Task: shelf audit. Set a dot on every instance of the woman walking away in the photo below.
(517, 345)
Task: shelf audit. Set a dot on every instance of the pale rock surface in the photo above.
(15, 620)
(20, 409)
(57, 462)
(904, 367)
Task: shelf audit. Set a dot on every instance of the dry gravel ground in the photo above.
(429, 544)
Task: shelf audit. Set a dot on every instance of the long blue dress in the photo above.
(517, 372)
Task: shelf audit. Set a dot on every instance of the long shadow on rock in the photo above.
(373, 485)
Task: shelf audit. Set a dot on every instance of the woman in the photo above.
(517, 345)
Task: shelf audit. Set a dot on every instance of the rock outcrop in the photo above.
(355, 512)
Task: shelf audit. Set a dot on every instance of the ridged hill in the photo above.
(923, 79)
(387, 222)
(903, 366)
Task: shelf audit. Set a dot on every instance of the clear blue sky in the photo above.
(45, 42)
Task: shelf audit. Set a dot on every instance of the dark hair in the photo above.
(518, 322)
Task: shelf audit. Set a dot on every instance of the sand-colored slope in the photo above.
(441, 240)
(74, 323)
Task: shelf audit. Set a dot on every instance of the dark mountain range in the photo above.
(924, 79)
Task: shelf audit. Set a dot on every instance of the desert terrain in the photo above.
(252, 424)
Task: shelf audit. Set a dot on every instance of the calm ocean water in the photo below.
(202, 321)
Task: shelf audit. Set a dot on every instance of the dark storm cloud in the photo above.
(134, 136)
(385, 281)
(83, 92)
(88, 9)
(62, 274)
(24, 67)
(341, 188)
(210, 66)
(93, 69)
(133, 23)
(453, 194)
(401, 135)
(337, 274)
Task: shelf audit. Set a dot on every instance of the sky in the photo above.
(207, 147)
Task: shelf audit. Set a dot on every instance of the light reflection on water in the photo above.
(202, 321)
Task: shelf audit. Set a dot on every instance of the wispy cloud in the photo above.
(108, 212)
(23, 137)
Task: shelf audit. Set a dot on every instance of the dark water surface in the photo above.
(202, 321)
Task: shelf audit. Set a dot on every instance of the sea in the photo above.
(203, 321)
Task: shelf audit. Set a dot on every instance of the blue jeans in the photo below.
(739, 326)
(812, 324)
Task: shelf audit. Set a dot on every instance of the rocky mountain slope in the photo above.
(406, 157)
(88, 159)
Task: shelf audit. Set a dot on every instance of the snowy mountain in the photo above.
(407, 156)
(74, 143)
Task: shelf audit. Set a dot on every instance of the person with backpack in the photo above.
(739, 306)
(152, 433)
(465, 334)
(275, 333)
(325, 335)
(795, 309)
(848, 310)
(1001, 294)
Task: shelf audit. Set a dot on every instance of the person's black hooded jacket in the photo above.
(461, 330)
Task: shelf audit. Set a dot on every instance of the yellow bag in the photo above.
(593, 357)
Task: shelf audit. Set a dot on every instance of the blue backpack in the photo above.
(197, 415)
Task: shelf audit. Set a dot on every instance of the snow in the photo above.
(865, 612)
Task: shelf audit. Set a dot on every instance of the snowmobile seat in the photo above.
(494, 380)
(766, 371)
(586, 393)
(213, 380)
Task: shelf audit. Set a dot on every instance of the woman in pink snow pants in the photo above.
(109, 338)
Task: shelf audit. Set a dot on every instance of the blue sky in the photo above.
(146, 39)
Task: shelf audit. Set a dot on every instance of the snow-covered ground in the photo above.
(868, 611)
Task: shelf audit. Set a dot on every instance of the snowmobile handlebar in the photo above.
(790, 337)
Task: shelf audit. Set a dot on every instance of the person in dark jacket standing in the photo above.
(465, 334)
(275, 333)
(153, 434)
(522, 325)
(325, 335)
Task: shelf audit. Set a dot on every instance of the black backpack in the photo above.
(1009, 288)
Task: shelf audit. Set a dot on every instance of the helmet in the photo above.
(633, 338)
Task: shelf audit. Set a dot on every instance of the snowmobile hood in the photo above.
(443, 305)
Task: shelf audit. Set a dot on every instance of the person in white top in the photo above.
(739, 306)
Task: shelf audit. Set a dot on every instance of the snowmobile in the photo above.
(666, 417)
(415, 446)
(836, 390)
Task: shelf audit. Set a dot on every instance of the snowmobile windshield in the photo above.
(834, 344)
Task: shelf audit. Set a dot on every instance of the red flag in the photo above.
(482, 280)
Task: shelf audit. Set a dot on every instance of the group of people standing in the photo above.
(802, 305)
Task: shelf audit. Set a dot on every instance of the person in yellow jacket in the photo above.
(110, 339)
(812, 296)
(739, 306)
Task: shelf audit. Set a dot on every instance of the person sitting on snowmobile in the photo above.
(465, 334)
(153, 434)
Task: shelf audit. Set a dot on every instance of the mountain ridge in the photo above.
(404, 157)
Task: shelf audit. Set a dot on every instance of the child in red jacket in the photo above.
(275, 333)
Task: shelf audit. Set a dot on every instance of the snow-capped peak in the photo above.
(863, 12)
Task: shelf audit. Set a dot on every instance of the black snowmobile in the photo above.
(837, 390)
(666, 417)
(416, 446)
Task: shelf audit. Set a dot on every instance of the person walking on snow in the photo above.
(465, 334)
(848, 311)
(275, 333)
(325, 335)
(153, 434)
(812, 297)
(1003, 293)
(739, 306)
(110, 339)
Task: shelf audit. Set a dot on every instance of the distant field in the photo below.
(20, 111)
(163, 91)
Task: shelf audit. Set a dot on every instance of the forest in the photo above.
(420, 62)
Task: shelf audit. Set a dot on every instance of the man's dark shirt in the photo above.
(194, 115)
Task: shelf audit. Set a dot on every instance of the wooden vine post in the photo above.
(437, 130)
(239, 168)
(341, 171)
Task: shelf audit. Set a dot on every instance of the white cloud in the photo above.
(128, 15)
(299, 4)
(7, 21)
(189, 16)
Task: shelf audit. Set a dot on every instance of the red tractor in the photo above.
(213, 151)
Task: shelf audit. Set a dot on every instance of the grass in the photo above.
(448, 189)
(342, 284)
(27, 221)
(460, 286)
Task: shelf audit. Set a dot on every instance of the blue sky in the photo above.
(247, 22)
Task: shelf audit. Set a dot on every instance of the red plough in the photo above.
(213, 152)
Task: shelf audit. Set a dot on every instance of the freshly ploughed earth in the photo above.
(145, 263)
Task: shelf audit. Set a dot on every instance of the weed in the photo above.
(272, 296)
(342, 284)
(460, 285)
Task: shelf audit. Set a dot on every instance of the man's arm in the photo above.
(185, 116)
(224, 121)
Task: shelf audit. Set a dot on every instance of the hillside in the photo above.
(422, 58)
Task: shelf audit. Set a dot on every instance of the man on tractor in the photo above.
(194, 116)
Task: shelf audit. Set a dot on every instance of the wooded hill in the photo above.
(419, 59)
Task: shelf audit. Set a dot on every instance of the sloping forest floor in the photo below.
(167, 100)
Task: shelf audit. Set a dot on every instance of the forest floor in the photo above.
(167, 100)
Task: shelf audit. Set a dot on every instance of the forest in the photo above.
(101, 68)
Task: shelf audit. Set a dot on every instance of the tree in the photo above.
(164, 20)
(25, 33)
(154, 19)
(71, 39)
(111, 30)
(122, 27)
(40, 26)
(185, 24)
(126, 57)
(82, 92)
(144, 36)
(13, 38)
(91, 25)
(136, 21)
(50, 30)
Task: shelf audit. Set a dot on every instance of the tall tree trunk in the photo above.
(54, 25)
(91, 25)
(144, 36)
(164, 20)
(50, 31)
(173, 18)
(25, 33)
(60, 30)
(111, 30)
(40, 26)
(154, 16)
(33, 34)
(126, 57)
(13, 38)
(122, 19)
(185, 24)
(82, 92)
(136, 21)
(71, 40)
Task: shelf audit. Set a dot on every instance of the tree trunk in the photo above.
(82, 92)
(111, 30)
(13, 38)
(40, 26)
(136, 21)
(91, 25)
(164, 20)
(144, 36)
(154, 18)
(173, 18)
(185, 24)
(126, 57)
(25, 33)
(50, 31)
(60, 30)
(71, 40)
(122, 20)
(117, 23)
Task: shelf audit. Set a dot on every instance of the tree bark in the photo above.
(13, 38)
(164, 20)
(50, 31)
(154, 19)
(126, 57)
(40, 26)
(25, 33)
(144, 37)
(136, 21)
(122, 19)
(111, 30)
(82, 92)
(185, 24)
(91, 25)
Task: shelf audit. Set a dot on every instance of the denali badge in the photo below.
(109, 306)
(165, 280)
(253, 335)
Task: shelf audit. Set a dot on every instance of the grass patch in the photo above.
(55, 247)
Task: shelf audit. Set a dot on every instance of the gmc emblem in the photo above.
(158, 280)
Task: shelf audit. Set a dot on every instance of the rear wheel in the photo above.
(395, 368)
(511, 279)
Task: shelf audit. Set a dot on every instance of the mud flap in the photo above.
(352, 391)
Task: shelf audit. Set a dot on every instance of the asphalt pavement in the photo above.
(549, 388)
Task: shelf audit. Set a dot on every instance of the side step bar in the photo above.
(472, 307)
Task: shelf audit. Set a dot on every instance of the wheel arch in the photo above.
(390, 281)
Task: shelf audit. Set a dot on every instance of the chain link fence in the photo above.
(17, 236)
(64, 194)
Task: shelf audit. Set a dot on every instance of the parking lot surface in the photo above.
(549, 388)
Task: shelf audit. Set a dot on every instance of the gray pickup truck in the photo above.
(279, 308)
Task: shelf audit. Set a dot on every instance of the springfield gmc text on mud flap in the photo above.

Task statement –
Retype, exactly and only, the lines running from the one with "step bar in the photo above." through the final line of the listing above.

Response to the exercise –
Task: shelf audit. Set a dot on every instance of the side step bar in the photo above.
(472, 307)
Task: shelf audit. Set a dot on every instance of the wheel arch in the photo above.
(390, 281)
Task: shelf audit. Set a dot on every instance of the chain link fence in the photo above.
(17, 236)
(64, 194)
Task: shelf audit. Set a dot on every instance of the parking lot surface in the photo above.
(549, 388)
Task: shelf audit. Set a dot on every instance of the gray pickup truck in the photo above.
(279, 308)
Task: shelf audit. Set a dot on every instance of the springfield gmc text on mud flap in the photo above.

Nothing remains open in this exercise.